[Natural language region descriptions]
▬▬▬▬▬▬▬▬▬▬
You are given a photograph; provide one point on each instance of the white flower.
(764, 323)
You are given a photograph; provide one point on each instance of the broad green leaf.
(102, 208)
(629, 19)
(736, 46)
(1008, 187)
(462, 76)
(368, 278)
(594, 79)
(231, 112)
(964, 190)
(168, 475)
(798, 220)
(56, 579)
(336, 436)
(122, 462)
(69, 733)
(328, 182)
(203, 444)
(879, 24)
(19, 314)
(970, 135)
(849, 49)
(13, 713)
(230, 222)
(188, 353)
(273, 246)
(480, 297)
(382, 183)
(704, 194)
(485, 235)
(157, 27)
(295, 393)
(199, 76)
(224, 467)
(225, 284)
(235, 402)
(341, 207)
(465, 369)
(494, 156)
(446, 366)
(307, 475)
▬▬▬▬▬▬▬▬▬▬
◆ Requirement
From the line containing "broad green leaf." down to the last line of the records, transcribe every line exactly and add nothing else.

◆ The answer
You are given a photograph; provide one point on each instance of the broad green leaf.
(102, 208)
(629, 19)
(736, 46)
(1008, 187)
(462, 76)
(368, 278)
(594, 79)
(231, 112)
(964, 190)
(168, 475)
(798, 220)
(56, 579)
(336, 436)
(122, 462)
(69, 733)
(328, 182)
(203, 444)
(879, 24)
(19, 314)
(970, 135)
(849, 49)
(13, 713)
(230, 222)
(188, 353)
(273, 246)
(480, 297)
(382, 183)
(704, 194)
(485, 235)
(157, 27)
(295, 393)
(199, 76)
(224, 467)
(225, 284)
(235, 402)
(341, 207)
(465, 369)
(494, 156)
(446, 366)
(307, 475)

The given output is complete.